(Saved entries)
=======

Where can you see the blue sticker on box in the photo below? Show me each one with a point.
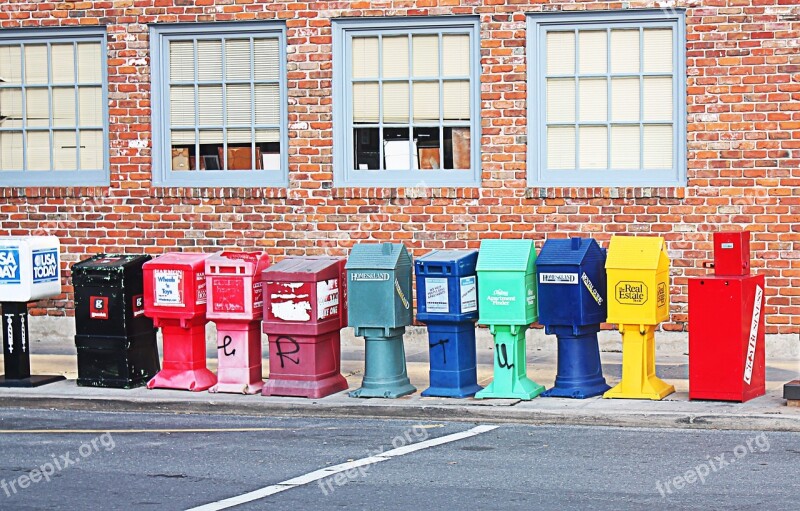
(9, 265)
(45, 265)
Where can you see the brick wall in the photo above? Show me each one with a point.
(743, 63)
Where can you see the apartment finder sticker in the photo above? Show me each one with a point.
(436, 295)
(168, 287)
(469, 295)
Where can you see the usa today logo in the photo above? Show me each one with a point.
(9, 266)
(45, 265)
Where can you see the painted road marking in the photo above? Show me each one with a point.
(343, 467)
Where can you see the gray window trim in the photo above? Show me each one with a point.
(163, 175)
(59, 178)
(344, 174)
(538, 24)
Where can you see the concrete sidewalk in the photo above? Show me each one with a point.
(765, 413)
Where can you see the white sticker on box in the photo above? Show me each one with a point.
(469, 295)
(558, 278)
(436, 295)
(168, 289)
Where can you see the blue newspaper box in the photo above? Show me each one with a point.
(447, 302)
(572, 304)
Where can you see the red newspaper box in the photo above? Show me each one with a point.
(305, 307)
(236, 305)
(175, 297)
(726, 329)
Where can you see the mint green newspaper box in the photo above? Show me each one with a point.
(507, 303)
(379, 277)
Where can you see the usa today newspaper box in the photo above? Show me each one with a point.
(447, 302)
(572, 305)
(30, 270)
(116, 342)
(379, 308)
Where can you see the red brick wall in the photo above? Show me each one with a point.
(743, 62)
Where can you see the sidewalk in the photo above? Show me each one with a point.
(768, 412)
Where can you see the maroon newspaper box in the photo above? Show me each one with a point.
(236, 304)
(305, 307)
(175, 298)
(726, 326)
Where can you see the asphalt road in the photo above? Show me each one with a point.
(89, 460)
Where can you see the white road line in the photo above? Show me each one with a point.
(335, 469)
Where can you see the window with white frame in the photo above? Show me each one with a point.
(220, 94)
(406, 96)
(607, 99)
(53, 107)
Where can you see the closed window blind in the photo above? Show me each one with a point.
(51, 106)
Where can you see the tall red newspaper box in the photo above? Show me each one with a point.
(236, 305)
(305, 307)
(726, 325)
(175, 297)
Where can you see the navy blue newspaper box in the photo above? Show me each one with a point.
(572, 304)
(572, 283)
(447, 302)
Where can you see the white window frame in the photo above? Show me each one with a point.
(345, 173)
(58, 178)
(538, 26)
(163, 175)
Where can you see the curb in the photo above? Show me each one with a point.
(774, 421)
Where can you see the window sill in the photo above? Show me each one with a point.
(631, 192)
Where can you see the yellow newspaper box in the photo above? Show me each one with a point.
(638, 280)
(638, 300)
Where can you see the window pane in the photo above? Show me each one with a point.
(560, 53)
(36, 65)
(593, 51)
(91, 106)
(624, 51)
(64, 108)
(365, 102)
(38, 150)
(209, 60)
(426, 55)
(625, 99)
(181, 61)
(658, 50)
(209, 105)
(90, 63)
(395, 57)
(658, 147)
(625, 147)
(657, 99)
(267, 59)
(238, 99)
(456, 101)
(64, 155)
(10, 65)
(560, 148)
(237, 59)
(268, 103)
(594, 147)
(37, 106)
(181, 106)
(10, 149)
(426, 101)
(593, 100)
(455, 55)
(62, 63)
(91, 149)
(365, 57)
(395, 103)
(11, 103)
(560, 100)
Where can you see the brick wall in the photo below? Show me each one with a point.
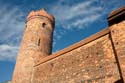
(92, 61)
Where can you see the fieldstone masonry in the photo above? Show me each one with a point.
(98, 59)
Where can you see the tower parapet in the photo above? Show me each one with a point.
(42, 12)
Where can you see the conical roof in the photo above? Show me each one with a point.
(41, 12)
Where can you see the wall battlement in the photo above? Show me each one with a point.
(99, 58)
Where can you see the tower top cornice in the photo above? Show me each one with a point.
(41, 12)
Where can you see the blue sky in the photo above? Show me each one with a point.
(75, 20)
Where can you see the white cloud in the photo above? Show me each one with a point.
(8, 52)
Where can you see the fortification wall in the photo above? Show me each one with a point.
(91, 60)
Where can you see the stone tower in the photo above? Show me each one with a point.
(36, 44)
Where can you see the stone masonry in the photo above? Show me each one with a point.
(99, 58)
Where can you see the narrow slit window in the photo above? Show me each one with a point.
(39, 42)
(44, 25)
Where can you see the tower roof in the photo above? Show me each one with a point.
(41, 12)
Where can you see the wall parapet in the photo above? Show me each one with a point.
(74, 46)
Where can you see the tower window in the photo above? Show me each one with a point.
(44, 25)
(39, 42)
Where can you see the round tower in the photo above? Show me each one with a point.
(36, 44)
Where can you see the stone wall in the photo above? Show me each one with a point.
(89, 61)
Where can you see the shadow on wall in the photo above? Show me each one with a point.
(119, 81)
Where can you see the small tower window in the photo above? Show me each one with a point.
(39, 42)
(44, 25)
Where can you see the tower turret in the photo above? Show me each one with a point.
(36, 44)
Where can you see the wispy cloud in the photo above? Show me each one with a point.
(11, 29)
(77, 15)
(8, 53)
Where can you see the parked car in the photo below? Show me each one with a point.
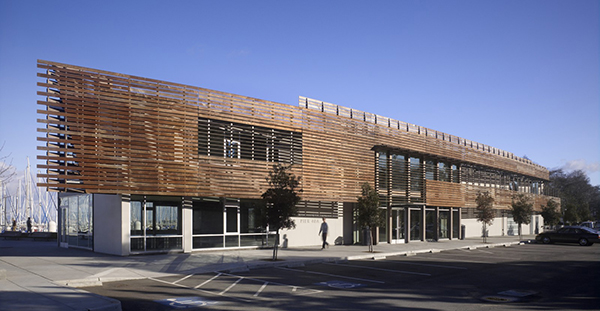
(571, 234)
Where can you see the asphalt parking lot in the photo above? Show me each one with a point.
(524, 277)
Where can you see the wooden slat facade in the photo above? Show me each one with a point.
(105, 132)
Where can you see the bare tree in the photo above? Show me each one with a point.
(485, 208)
(369, 214)
(7, 171)
(551, 213)
(521, 208)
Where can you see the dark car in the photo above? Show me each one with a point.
(572, 234)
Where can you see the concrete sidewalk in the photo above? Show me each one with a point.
(37, 274)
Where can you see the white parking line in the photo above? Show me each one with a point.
(231, 286)
(207, 281)
(307, 291)
(333, 275)
(428, 265)
(379, 269)
(261, 289)
(198, 289)
(183, 278)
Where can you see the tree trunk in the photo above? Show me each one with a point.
(370, 239)
(275, 245)
(484, 231)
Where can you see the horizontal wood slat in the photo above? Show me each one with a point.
(105, 132)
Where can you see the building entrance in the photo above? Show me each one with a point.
(397, 226)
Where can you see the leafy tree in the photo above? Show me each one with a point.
(521, 208)
(281, 199)
(551, 213)
(485, 208)
(579, 199)
(570, 214)
(369, 215)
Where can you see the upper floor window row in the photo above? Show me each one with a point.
(242, 141)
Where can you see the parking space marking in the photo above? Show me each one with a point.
(428, 265)
(379, 269)
(231, 286)
(208, 281)
(198, 289)
(309, 291)
(260, 289)
(333, 275)
(183, 278)
(457, 260)
(474, 253)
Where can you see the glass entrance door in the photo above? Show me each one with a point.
(397, 226)
(64, 225)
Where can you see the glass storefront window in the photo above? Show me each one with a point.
(455, 224)
(416, 223)
(167, 219)
(444, 225)
(443, 172)
(136, 218)
(383, 230)
(249, 216)
(78, 222)
(231, 213)
(207, 218)
(155, 223)
(430, 223)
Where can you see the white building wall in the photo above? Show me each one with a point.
(306, 232)
(111, 225)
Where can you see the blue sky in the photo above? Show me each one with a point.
(522, 76)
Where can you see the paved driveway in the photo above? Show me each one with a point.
(532, 276)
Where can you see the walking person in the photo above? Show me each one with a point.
(323, 233)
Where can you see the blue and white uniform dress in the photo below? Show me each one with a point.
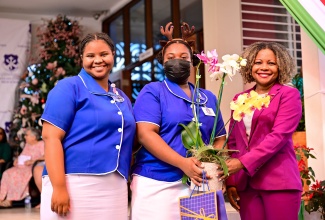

=======

WORK ORDER ▸
When you copy the data above, keep each line exact and omit the pictures.

EXERCISE RESPONSE ▸
Where can you see the blue sticker on box in the photo below? Show me each one with a point.
(9, 265)
(45, 265)
Where can you see the brick wall in the photo above? Show me each one with a point.
(743, 63)
Where can you see the apartment finder sticker in the photo above? Show me each one with a point.
(436, 295)
(168, 287)
(469, 295)
Where can you see the usa today logo in the photo above? Show me each one with a point.
(9, 266)
(45, 265)
Where can you see the painted road marking in the photo above? Show me each one with a point.
(343, 467)
Where can you see the gray window trim in the photo above? Show me each one with a point.
(163, 175)
(59, 178)
(344, 174)
(538, 24)
Where can you see the concrete sidewalk in the photo above? Show me each one with a point.
(765, 413)
Where can you see the white sticker on box in the photo above? Show me each one with a point.
(469, 295)
(558, 278)
(436, 295)
(168, 289)
Where can you see the blue newspaper box in the photo above? Show me each one with a point.
(447, 302)
(572, 304)
Where can you see the red newspaper box in the photo above? Show me each one with a point.
(305, 307)
(236, 305)
(175, 297)
(726, 329)
Where can you see the mint green newspaper box in the photo above? Show me each one with a point.
(507, 303)
(379, 277)
Where can you see the usa today newspaper box in the photo above? Show me each one with a point.
(447, 302)
(572, 305)
(30, 270)
(116, 342)
(379, 308)
Where can you see the red brick wall in the photo above? Show me each one with a point.
(743, 62)
Where can you see the sidewalk in the photo above? Show me each one with a point.
(768, 412)
Where can you see the maroon newspaper box in the photo above? Show me each one with a point.
(236, 304)
(305, 307)
(175, 298)
(726, 326)
Where can you see the asphalt road in the photo above? Show me each one with a point.
(89, 460)
Where can you see the white road line in the photo above? Show me each one with a point.
(335, 469)
Where can you see the window with white frame in the photo above? Show me each one with a point.
(220, 94)
(406, 96)
(607, 99)
(53, 107)
Where can you see the closed window blind in the photo above? Show me each one with a point.
(51, 106)
Where can you see the tall red newspaper box in the photo above? Show me each one with a point.
(236, 305)
(305, 307)
(726, 325)
(175, 297)
Where can you see the navy blue newspaper box in the photo above? Show me each one with a point.
(572, 304)
(572, 283)
(447, 302)
Where can you see the white window frame in the photo above? Show me each one with a point.
(345, 173)
(58, 178)
(538, 26)
(163, 175)
Where can you see the curb in the photo above? Show me each one with a point.
(774, 421)
Where can you see the window sill in the photo above? Show me each one with a point.
(631, 192)
Where can you see the yellow newspaper box in the photo above? Show me each one with a point.
(638, 280)
(638, 300)
Where can you see the window pane in the photo above? Show me each one with a point.
(560, 53)
(36, 65)
(593, 51)
(91, 106)
(624, 51)
(64, 108)
(365, 102)
(38, 150)
(209, 60)
(426, 55)
(625, 99)
(181, 61)
(658, 50)
(209, 105)
(90, 63)
(395, 57)
(658, 147)
(625, 147)
(657, 99)
(267, 59)
(238, 99)
(456, 101)
(64, 155)
(10, 65)
(560, 148)
(237, 59)
(268, 103)
(594, 147)
(37, 106)
(181, 106)
(10, 149)
(426, 101)
(593, 100)
(455, 55)
(62, 63)
(91, 149)
(365, 57)
(395, 103)
(11, 103)
(560, 100)
Where can you see the brick wall in the photo below? Show me each one with a point.
(92, 61)
Where can you see the fieldstone masonry in the photo above? Show me each one with a point.
(98, 59)
Where can you see the tower parapet in the photo above? Show me each one with a point.
(42, 12)
Where can you see the conical roof in the photo above? Show me each one with a point.
(41, 12)
Where can you see the wall battlement in the photo above? Show me each one with a point.
(99, 58)
Where can you see the tower top cornice in the photo above? Show me each one with a point.
(41, 12)
Where can you see the blue sky in the photo above? Show me each one with a point.
(75, 20)
Where can you see the white cloud in the photo above? Show me each one with a point.
(8, 52)
Where can you see the fortification wall in the photo above? Show me each one with a point.
(91, 60)
Where can you see the stone tower in the photo above? Show me each one with a point.
(36, 44)
Where can you see the stone masonry in the photo above? Show me each one with a point.
(99, 58)
Where can you see the narrow slit window in the photo above? Show me each one with a point.
(39, 42)
(44, 25)
Where can you see the tower roof in the photo above? Show me each one with a point.
(41, 12)
Where can you see the wall parapet in the photo above? Show me each one with a point.
(74, 46)
Where can you see the tower window in the photo above? Show me each one with a point.
(44, 25)
(39, 42)
Where can you see the round tower in the photo above? Show me each one with a point.
(36, 44)
Where can you see the stone wall in the photo above? Show me each one with a point.
(89, 61)
Where can you see the shadow on wall in the photo above? Show me each one with a point.
(119, 81)
Where can you see the small tower window in the photo above? Show me each one with a point.
(39, 42)
(44, 25)
Where can you see the tower turret in the photo above? Show me each one with a point.
(36, 44)
Where can you see the wispy cloud in the photo above? Show me each one with a point.
(11, 29)
(77, 15)
(8, 53)
Where can you see the parked car in the photo below? Show me each one with a point.
(571, 234)
Where can you see the asphalt parking lot in the photo above? Show me each one with a point.
(524, 277)
Where can you see the wooden slat facade in the photo above? Show me each one with a point.
(105, 132)
Where can you see the bare tree in the photo above? Show me each one with a point.
(485, 208)
(369, 214)
(7, 171)
(551, 213)
(521, 208)
Where can you see the dark car in the photo above? Show me each one with a point.
(572, 234)
Where can you see the concrete sidewalk in the photo above? Show me each one with a point.
(37, 274)
Where can you see the white parking line in the photo above? Show me each one with a point.
(231, 286)
(207, 281)
(307, 291)
(333, 275)
(428, 265)
(379, 269)
(261, 289)
(198, 289)
(183, 278)
Where can you see the tree trunk in the photo above? Show me each one with a point.
(370, 239)
(275, 245)
(484, 231)
Where can you see the horizontal wood slat in the photo above? Show me each one with a point.
(105, 132)
Where can you see the building entrance in the photo above? Show me each one with a point.
(397, 226)
Where can you see the leafy tree in the photo above? Show me each one with a point.
(521, 208)
(281, 199)
(551, 213)
(485, 208)
(579, 199)
(570, 214)
(369, 215)
Where can you see the upper floor window row in the photo above? Show me each one with a point.
(242, 141)
Where can you see the parking space marking in the photo above? Show me each one with a point.
(428, 265)
(379, 269)
(231, 286)
(208, 281)
(198, 289)
(309, 291)
(260, 289)
(333, 275)
(183, 278)
(457, 260)
(474, 253)
Where can you see the glass entrance door in the photo above? Show me each one with a point.
(397, 226)
(64, 225)
Where can you see the glass storefront window in the photo above? Show me each one with a point.
(455, 224)
(416, 223)
(167, 219)
(444, 225)
(443, 172)
(136, 218)
(383, 230)
(249, 216)
(78, 222)
(231, 213)
(207, 218)
(155, 223)
(430, 223)
Where can you see the white building wall in the photo above? Show me each one with a point.
(306, 232)
(111, 225)
Where can you see the blue sky in the photo above? Show me each one with a point.
(522, 76)
Where can you see the paved driveway in the photo above? Show me each one with a point.
(532, 276)
Where can you see the walking person in the photo above? Show me each one with a point.
(323, 233)
Where can you see the blue and white uniform dress in the photo below? Show me each one with a point.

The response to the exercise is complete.